YOUR GOAL -> Display each line of the data below that contains the word "seed".

LISTING ->
========================================

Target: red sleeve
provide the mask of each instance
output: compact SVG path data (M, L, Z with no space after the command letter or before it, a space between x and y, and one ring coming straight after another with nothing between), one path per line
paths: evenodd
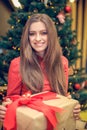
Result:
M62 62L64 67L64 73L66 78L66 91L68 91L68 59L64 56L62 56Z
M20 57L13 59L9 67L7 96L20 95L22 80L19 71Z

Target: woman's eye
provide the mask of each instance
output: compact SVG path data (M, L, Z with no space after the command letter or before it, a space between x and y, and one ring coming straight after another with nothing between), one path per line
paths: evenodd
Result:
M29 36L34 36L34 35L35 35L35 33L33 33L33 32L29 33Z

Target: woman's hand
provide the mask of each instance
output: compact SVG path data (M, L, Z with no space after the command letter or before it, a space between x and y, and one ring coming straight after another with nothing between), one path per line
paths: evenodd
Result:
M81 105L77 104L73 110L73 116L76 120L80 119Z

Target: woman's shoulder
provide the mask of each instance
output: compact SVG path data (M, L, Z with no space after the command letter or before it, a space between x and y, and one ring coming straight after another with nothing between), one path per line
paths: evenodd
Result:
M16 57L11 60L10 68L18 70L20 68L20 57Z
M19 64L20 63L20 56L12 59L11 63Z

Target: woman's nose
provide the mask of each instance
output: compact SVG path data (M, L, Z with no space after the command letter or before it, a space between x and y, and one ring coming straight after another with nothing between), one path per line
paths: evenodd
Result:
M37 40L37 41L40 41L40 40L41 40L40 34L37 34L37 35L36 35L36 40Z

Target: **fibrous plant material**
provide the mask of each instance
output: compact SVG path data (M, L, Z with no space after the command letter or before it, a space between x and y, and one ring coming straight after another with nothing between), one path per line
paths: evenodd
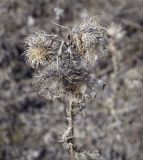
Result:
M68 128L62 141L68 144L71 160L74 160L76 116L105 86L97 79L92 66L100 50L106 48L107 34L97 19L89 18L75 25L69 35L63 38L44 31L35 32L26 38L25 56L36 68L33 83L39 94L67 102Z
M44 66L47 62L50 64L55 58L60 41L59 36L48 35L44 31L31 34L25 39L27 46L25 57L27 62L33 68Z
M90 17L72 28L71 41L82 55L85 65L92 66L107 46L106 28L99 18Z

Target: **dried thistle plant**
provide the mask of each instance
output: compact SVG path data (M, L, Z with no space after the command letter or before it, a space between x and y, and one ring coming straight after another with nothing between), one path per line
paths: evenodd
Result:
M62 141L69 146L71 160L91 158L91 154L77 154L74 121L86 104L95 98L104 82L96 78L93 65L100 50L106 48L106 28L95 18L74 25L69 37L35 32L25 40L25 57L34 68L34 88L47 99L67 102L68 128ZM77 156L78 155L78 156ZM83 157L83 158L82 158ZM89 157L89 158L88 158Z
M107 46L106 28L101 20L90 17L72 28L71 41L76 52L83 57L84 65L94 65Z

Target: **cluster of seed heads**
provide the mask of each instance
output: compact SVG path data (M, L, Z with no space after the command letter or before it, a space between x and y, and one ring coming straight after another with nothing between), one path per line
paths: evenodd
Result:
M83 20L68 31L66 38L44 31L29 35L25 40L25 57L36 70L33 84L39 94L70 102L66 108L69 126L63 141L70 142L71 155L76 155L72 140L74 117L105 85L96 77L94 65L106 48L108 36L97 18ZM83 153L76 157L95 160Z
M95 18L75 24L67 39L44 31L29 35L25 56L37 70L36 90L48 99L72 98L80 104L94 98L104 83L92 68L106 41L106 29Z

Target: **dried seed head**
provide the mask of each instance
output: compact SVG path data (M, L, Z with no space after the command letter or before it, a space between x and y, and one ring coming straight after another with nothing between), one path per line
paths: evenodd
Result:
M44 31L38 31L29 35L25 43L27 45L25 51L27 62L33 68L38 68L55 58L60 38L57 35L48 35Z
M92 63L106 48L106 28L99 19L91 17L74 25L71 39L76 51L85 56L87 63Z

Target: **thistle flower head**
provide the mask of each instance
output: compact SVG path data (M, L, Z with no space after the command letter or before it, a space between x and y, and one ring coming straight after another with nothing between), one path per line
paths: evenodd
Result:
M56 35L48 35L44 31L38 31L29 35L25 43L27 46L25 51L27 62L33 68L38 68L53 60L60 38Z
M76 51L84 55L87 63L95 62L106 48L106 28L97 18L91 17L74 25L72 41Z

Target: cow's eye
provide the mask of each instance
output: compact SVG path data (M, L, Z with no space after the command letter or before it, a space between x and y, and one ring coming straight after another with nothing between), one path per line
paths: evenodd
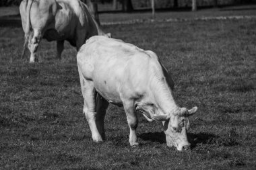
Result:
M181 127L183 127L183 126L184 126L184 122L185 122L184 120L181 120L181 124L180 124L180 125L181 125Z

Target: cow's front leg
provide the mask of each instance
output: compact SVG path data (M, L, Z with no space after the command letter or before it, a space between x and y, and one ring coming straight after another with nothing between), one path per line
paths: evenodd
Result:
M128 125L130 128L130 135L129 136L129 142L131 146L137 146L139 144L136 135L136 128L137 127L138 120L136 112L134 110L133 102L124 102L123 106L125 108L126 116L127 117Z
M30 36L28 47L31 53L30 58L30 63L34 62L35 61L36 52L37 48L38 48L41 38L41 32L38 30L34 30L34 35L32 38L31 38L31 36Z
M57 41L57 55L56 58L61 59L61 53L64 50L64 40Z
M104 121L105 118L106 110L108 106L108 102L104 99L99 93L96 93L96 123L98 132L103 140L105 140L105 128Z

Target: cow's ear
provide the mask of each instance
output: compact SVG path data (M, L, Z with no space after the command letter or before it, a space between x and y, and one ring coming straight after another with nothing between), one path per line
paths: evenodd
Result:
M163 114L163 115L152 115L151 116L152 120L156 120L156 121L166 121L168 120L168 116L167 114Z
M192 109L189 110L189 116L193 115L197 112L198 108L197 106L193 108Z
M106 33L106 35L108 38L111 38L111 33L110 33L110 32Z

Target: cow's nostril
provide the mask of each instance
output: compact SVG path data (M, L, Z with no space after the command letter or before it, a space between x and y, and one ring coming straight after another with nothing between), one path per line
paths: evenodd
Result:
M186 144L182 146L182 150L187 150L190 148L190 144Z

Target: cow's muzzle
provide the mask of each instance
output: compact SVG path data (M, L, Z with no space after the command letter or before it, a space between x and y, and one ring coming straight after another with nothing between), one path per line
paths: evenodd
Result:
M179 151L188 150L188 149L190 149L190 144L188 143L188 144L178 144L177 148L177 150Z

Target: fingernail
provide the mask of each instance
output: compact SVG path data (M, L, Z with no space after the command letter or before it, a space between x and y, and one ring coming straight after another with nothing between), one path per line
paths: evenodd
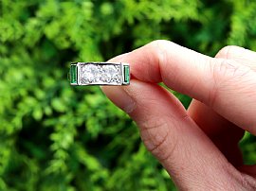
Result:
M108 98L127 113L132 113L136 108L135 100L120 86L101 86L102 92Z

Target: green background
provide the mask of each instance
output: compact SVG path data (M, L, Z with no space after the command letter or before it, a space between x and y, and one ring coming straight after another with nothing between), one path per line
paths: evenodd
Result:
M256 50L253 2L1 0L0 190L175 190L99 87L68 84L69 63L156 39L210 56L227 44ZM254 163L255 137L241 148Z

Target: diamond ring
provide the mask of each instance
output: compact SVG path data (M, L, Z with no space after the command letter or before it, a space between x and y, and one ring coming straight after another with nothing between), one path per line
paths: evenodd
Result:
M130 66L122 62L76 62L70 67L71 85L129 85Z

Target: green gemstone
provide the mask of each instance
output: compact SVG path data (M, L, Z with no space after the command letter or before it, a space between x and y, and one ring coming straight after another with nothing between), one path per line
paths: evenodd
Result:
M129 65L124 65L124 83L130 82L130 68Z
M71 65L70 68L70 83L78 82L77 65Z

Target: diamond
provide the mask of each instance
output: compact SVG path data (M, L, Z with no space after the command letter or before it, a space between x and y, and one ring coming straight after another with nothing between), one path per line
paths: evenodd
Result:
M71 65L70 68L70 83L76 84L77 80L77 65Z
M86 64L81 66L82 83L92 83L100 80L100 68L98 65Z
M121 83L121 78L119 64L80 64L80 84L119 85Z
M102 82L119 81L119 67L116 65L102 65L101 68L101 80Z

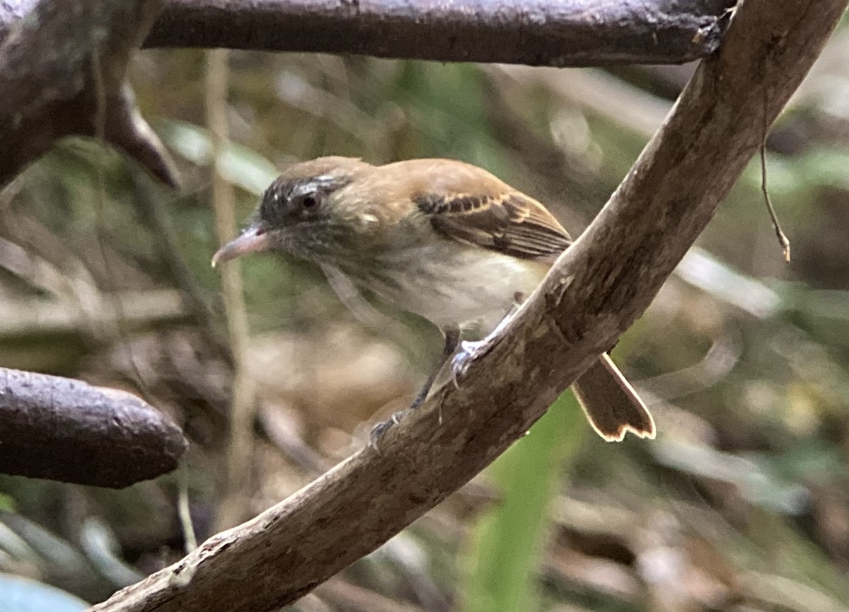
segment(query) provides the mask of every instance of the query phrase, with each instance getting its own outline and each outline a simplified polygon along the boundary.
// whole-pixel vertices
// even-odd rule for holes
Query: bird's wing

========================================

RESULT OF THE EXERCISE ->
Target: **cluster of seed heads**
Target: **dried seed head**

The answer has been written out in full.